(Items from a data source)
· · · · · · ·

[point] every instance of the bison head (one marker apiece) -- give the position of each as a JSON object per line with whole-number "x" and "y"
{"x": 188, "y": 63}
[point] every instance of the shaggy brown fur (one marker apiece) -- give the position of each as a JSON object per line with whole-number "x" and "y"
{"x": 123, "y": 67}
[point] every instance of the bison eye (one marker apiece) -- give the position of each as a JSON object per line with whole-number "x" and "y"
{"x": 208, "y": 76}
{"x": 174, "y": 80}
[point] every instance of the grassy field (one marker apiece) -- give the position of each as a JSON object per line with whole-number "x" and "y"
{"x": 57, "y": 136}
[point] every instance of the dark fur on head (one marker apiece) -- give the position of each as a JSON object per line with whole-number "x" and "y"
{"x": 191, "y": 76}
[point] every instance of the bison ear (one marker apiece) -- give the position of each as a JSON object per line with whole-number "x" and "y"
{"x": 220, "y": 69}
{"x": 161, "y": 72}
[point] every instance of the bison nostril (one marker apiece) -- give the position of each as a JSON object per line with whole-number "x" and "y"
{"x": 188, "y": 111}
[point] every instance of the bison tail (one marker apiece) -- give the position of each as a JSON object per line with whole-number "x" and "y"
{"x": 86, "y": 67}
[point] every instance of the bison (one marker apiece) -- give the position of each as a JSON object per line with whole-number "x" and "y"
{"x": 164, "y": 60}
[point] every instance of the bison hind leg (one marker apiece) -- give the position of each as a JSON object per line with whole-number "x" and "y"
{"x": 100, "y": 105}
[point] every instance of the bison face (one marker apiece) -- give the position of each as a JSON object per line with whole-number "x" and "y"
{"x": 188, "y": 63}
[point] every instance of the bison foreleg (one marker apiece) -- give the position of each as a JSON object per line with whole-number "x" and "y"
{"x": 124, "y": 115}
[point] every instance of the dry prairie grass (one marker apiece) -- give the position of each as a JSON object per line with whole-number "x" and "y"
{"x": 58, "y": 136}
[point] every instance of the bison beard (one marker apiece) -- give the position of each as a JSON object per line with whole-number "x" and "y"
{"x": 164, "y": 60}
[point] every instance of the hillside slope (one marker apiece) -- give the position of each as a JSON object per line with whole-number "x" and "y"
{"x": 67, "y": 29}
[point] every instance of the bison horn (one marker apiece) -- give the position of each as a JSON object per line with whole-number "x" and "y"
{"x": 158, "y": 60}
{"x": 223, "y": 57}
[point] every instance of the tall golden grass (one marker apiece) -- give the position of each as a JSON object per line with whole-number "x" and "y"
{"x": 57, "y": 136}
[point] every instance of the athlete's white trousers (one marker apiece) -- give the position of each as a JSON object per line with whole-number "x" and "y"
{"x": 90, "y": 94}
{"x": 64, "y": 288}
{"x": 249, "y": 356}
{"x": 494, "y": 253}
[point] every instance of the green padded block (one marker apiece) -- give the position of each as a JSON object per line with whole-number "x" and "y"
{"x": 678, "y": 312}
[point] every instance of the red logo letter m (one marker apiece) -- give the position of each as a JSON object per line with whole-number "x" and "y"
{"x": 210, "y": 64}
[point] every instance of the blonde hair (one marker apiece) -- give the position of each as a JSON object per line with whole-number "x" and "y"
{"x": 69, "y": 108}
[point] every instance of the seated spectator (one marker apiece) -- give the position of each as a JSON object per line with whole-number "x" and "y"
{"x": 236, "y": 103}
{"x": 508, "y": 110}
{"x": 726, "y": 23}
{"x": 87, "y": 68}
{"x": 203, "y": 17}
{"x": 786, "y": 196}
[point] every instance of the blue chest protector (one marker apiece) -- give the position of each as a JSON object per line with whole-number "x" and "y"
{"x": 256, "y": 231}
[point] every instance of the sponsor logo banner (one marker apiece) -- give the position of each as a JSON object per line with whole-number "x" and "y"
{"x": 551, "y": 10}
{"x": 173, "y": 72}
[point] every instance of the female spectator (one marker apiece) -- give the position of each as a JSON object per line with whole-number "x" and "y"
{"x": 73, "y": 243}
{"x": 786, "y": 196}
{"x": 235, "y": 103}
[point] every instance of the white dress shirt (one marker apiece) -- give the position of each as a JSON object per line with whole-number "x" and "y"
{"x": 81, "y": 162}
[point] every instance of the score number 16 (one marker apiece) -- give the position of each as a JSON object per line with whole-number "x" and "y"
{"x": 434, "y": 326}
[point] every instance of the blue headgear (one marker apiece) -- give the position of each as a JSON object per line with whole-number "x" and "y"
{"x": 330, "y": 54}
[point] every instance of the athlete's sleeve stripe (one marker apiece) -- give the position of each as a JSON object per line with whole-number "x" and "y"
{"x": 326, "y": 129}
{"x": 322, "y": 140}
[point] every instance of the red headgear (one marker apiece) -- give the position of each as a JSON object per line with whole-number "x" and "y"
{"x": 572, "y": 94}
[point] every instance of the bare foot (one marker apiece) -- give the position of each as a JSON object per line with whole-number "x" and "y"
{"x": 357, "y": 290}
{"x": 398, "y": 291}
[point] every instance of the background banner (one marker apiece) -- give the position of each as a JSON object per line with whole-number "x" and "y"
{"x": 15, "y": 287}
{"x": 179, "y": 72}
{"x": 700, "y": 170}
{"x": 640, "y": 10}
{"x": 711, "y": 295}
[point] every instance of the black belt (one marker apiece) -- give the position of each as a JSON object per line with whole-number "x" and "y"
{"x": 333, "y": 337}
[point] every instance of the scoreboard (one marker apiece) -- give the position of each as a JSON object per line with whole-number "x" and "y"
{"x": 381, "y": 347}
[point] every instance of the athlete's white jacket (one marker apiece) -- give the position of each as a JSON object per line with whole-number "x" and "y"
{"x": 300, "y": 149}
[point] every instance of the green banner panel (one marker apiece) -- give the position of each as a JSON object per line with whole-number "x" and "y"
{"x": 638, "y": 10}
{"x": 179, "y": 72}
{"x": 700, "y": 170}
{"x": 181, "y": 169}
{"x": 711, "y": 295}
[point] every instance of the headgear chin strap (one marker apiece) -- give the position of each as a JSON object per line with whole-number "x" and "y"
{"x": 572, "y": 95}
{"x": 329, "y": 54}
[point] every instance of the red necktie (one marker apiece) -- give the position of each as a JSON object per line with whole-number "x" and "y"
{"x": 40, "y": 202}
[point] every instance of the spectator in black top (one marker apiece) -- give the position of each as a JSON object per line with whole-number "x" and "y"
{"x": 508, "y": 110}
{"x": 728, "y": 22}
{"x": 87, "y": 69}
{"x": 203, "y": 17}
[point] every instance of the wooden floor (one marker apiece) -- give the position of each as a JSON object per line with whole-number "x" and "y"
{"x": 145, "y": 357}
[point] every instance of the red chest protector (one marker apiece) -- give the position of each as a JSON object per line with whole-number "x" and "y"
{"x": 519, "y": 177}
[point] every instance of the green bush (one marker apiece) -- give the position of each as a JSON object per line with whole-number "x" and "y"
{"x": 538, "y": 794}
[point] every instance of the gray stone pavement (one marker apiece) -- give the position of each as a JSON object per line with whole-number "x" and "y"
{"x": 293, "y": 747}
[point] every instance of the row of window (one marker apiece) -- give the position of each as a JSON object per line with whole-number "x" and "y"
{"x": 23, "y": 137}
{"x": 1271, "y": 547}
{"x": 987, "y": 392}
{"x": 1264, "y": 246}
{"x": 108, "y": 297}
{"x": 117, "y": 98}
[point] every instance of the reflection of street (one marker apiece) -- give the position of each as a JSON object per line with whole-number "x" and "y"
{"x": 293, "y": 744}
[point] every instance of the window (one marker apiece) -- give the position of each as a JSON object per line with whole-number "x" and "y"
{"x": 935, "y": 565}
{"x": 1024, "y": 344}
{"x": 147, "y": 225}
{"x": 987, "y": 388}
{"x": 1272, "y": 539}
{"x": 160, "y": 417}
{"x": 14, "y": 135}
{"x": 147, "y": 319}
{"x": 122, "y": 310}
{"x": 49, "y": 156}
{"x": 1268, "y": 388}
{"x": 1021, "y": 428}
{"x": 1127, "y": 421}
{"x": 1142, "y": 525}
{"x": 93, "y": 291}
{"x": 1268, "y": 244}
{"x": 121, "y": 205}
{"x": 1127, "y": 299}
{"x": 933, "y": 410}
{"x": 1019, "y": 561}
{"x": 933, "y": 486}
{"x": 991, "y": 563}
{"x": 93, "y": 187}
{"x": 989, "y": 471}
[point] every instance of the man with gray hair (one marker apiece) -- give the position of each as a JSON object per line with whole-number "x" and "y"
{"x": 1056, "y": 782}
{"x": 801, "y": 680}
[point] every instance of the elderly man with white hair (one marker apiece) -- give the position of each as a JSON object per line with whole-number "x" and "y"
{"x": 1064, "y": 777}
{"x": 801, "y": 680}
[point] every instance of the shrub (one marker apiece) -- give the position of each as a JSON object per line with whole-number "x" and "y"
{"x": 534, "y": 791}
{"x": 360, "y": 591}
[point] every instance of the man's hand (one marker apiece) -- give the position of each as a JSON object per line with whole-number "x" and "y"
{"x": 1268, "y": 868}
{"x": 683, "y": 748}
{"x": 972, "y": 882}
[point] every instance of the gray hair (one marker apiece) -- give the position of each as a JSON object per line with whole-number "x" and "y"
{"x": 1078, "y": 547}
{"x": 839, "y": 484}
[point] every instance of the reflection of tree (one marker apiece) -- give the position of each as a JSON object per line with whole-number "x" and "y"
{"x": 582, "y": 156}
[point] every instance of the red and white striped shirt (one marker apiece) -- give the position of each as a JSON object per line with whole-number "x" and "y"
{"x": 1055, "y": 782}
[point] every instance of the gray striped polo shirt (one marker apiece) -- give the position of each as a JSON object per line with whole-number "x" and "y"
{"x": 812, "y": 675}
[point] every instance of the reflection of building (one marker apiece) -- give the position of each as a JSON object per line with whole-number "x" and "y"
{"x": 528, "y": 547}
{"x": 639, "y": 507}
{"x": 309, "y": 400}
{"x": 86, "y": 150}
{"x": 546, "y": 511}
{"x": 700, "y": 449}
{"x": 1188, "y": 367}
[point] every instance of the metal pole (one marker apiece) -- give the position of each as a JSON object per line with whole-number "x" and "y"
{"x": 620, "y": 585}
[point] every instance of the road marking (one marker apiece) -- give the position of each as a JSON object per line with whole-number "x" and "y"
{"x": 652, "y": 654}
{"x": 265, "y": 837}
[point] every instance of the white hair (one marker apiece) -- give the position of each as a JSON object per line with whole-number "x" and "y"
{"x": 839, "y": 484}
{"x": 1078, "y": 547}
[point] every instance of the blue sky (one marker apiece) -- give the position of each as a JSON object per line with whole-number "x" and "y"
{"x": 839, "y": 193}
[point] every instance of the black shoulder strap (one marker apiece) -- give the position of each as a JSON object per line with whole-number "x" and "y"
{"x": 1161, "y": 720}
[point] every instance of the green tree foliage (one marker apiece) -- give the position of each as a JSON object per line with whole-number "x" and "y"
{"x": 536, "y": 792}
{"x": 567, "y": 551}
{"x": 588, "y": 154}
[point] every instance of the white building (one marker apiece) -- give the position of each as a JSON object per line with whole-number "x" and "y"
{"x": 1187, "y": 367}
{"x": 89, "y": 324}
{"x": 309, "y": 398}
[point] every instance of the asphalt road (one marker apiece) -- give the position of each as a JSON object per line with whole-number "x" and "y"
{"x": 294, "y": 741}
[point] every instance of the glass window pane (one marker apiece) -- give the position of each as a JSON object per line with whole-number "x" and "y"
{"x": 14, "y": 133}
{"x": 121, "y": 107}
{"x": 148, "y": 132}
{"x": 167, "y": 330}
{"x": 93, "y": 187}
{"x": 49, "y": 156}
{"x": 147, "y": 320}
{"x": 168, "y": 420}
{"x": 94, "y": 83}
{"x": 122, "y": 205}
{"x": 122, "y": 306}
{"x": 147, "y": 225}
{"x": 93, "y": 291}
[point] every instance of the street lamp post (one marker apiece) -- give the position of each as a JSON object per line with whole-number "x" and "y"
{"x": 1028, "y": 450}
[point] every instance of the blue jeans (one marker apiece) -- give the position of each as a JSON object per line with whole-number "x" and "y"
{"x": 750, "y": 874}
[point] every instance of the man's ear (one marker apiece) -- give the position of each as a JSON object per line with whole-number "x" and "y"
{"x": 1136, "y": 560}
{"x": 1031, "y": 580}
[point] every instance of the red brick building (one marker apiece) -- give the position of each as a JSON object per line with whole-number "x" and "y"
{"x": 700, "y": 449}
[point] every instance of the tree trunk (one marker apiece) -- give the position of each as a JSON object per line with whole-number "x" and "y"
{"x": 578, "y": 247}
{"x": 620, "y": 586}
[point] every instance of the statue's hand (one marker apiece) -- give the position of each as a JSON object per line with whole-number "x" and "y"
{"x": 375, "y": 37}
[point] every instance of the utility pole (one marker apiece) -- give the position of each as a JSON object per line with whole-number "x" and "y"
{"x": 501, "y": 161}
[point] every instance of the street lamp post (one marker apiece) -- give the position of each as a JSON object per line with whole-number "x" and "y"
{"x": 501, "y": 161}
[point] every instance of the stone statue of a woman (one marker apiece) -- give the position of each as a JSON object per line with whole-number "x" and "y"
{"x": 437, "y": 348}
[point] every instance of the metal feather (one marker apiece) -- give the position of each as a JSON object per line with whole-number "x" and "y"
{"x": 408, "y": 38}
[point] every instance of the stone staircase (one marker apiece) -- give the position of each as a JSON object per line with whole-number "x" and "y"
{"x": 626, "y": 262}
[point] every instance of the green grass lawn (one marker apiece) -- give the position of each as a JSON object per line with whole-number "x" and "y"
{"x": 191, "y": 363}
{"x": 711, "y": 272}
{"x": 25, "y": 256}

· · · · · · ·

◆ **Work order**
The answer should consist only of the lines from the one containing "[point] every instance of the tree" through the last line of the data, given again exactly.

◆ **Result for this task**
[point] every instance of the tree trunk (one marker apiece) -- give the position of each as a JSON object per line with whole-number "x" and "y"
{"x": 578, "y": 247}
{"x": 620, "y": 586}
[point] every instance of the statue's hand (one marker apiece) -- give the position of each as a JSON object per line with whole-number "x" and "y"
{"x": 375, "y": 37}
[point] every instance of the utility pole (one marker apiece) -- give the position of each as a JSON object per line with whole-number "x" and "y"
{"x": 501, "y": 161}
[point] every instance of the street lamp post (one marker apiece) -- give the position of each as a JSON object per line with whole-number "x" and "y"
{"x": 501, "y": 161}
[point] every instance of the stone statue of a woman (one marker apiece) -- give the position of each as a JSON object per line with whole-number "x" and "y"
{"x": 437, "y": 348}
[point] every instance of the metal feather (one marker apiece) -- give the position of each as a JSON object per line with whole-number "x" and "y"
{"x": 408, "y": 38}
[point] every instance of the stone staircase (one marker apiece) -- give the position of each as a JSON object per line with whole-number "x" and "y"
{"x": 626, "y": 262}
[point] every instance of the green grass lawn (one marker apiece) -- give the position of each as a JSON object per line with whole-number "x" and "y"
{"x": 191, "y": 363}
{"x": 711, "y": 272}
{"x": 25, "y": 256}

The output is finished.